**Exercise**
Without the pictures, give the entries below again exactly as written.
[[ Records provided open ]]
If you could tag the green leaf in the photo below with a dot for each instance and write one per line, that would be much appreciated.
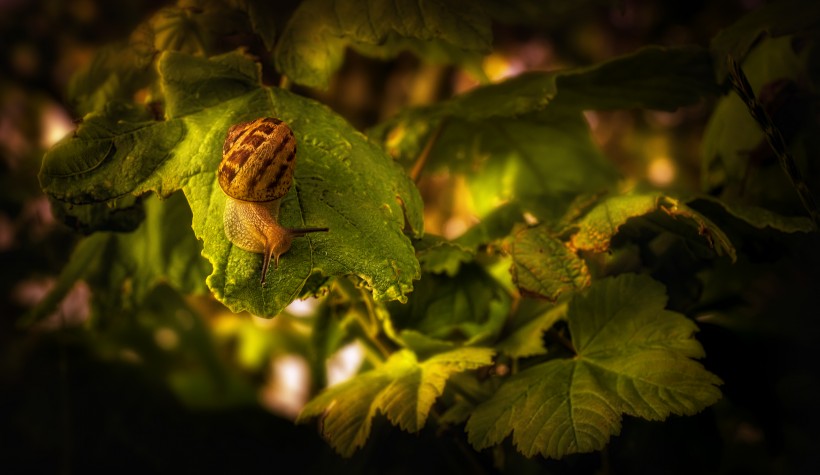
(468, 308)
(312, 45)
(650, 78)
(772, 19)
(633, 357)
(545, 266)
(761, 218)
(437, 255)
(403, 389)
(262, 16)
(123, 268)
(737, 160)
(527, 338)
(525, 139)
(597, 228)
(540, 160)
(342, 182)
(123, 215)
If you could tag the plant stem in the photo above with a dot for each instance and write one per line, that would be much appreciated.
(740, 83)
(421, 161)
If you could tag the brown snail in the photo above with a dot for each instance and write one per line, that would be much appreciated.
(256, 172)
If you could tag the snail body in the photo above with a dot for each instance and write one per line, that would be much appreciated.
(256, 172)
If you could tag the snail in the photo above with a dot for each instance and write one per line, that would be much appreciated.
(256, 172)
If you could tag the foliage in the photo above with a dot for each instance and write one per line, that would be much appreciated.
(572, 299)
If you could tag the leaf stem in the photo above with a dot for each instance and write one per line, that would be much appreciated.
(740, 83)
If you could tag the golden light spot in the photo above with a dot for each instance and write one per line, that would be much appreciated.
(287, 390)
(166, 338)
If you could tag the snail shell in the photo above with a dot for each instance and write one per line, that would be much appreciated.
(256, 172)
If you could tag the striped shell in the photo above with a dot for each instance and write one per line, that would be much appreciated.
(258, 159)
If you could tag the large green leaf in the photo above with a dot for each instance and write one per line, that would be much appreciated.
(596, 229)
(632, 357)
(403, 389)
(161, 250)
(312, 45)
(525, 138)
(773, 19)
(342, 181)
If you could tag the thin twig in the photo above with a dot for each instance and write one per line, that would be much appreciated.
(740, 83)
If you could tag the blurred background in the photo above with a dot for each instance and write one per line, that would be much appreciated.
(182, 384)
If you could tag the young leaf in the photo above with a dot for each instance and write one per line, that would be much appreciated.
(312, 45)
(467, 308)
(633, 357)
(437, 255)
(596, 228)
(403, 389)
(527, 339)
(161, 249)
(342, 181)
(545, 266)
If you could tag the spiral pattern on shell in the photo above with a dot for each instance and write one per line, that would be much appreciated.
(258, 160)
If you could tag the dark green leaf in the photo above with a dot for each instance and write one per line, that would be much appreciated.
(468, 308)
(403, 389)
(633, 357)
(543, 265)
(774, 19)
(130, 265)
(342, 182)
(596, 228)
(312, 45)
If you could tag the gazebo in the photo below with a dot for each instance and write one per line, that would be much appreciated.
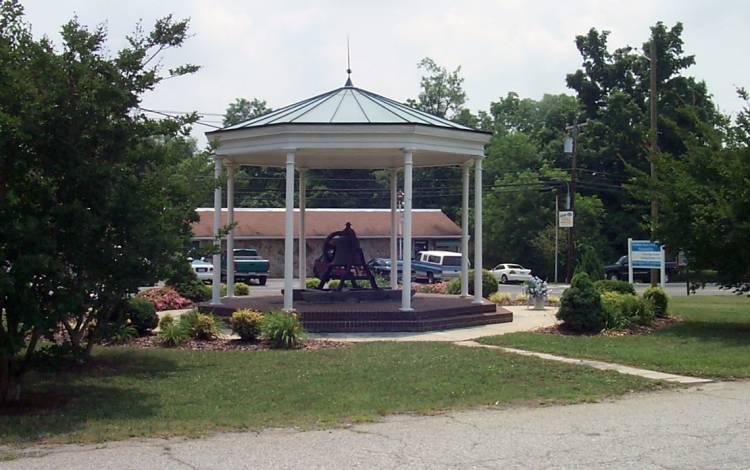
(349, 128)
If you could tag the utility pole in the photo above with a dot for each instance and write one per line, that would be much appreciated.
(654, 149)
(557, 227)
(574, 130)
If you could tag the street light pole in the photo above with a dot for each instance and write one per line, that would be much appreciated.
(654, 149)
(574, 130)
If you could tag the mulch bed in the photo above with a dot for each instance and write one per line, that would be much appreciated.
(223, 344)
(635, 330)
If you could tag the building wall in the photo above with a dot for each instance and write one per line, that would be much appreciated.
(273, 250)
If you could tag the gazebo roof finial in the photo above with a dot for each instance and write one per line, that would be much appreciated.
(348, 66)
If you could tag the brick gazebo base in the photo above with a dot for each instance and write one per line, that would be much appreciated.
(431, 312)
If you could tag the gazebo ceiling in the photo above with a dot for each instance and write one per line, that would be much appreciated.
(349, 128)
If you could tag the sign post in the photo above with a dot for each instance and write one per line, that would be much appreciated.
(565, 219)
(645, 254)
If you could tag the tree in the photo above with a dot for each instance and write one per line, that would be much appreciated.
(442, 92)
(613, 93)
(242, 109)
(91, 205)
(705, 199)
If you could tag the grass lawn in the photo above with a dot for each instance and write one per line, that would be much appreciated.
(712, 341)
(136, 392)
[[ Records provided closed ]]
**Final answer**
If you could tag the green leaf in the photo below with a dot for each instance and write one per line, that would be much appreciated.
(468, 308)
(312, 45)
(650, 78)
(772, 19)
(633, 357)
(545, 266)
(761, 218)
(437, 255)
(403, 389)
(262, 16)
(123, 268)
(737, 160)
(527, 338)
(525, 139)
(597, 228)
(540, 160)
(342, 182)
(123, 215)
If you could tag the plant stem in the photo above with a dot for each instance and write one per line, that would be much appreciated.
(740, 83)
(421, 161)
If you could tag the brown snail in the photo above with a dot for each instance and write one per line, that would be much appreciated.
(256, 172)
If you could tag the snail body in the photo above with a dot for each instance and write one per line, that would be much appreciated.
(256, 172)
If you could tag the snail in the photo above with a dot for each instance and write one per line, that would be much appreciated.
(256, 172)
If you could tag the foliage in the photo above with a dot for each instance and write one per line, that would be much appreciated.
(572, 299)
If you could tag the leaf stem in the photo above with a dot for each instance and write one per line, that would be much appreciated.
(740, 83)
If you could tag the golden light spot in the photo above with a dot for each instance and write one per line, that would be much appreciated.
(287, 390)
(166, 338)
If you could tag the snail shell in the photo above with a dot for each instance and write one per line, that would be much appreciated.
(256, 172)
If you could tag the striped shell in the photo above with a dot for each instance and write one per line, that would be much appreciated.
(258, 159)
If you could tag the large green leaf in the photo above with a dot for each instance and write one per line, that would be much appreciated.
(596, 229)
(632, 357)
(403, 389)
(161, 250)
(312, 45)
(525, 138)
(773, 19)
(342, 181)
If you could tag the thin twig in the photo above with a dot for each instance and write one per line, that would be much appreciated.
(740, 83)
If you could tag the blurred background in the photo above with a dot for each instance and write one per line, that would be much appreciated.
(182, 384)
If you could tag the young leaf in the photo above with a dot for each instance and write one per line, that would be much appreciated.
(312, 45)
(467, 308)
(633, 357)
(437, 255)
(596, 228)
(403, 389)
(527, 339)
(161, 249)
(342, 181)
(545, 266)
If you could tag the spiral pattern on shell in the photo above with a dot for each instance and write one per line, that would be much appreciated.
(258, 160)
If you could tag the dark green leaf in the photo above with a dot for each instance and write one per line, that would be much appreciated.
(468, 308)
(403, 389)
(633, 357)
(543, 265)
(774, 19)
(130, 265)
(342, 182)
(596, 228)
(312, 45)
If you could tag the gazebo in the photo below with a dot for each instance and write one per line, that would be much appreciated.
(349, 128)
If you could tag the utility pole in the photo above with a dot for each instance and write one per line, that would be much appreciated.
(654, 149)
(557, 227)
(574, 130)
If you could tag the street light pole in the photo above with a dot for each instance and write one per line, that would be much appreciated.
(654, 149)
(574, 130)
If you could tag the mulch bed in the photo above with a dot for each instance and write one per line, that would be much appreciated.
(223, 344)
(635, 330)
If you could tag the building wall in the photo above with a dot for each instance and write one per line, that would be much appreciated.
(273, 250)
If you could tag the gazebo roof finial in the photo above with a dot for each instance and write one per line, that would be much appreciated.
(348, 66)
If you could tag the brick gazebo base in the photo above with a dot for each instance and write one per line, that would be much appreciated.
(431, 312)
If you could tag the gazebo ceiling in the photo above with a dot for each instance and write one per line, that would be much appreciated.
(349, 128)
If you could tag the sign post in the photo above with a dot for each instance and write one per line, that would be much appreciated.
(565, 219)
(645, 254)
If you could tag the tree in the photo above with a dot for each instance and write one per line, that would be much appreciated.
(442, 92)
(613, 93)
(242, 109)
(91, 205)
(705, 199)
If you could tag the grass lawn in the photo above with a dot for each instance and write one per line, that would be much appreciated.
(712, 341)
(136, 392)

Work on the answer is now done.